Source records:
------------------------------------------------------------
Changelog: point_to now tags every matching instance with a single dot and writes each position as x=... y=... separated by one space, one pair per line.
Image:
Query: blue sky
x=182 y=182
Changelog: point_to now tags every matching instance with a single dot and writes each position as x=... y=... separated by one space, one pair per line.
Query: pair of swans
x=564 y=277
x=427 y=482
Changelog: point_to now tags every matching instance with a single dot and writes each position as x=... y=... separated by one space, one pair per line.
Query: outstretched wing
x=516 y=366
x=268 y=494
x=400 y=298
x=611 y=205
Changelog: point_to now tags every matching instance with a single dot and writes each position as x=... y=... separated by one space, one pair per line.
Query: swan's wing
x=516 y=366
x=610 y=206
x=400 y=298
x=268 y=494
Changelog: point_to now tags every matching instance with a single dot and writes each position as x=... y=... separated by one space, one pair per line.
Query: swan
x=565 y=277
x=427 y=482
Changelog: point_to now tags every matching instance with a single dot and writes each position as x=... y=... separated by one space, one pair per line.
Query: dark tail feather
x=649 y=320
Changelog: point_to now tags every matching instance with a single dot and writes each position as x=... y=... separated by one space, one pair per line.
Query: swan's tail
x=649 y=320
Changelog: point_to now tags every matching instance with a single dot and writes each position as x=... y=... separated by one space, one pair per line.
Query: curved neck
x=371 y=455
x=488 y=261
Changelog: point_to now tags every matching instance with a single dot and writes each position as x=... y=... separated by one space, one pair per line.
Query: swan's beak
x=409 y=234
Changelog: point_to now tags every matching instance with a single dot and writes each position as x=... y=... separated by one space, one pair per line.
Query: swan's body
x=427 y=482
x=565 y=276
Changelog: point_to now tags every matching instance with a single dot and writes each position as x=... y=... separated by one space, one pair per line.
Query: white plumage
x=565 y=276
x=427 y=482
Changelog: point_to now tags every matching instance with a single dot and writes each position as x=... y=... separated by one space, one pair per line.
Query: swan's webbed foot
------------------------------------------------------------
Requirement: Report how many lines in the data above contain the string "tail". Case counts. Give only the number.

Response: 2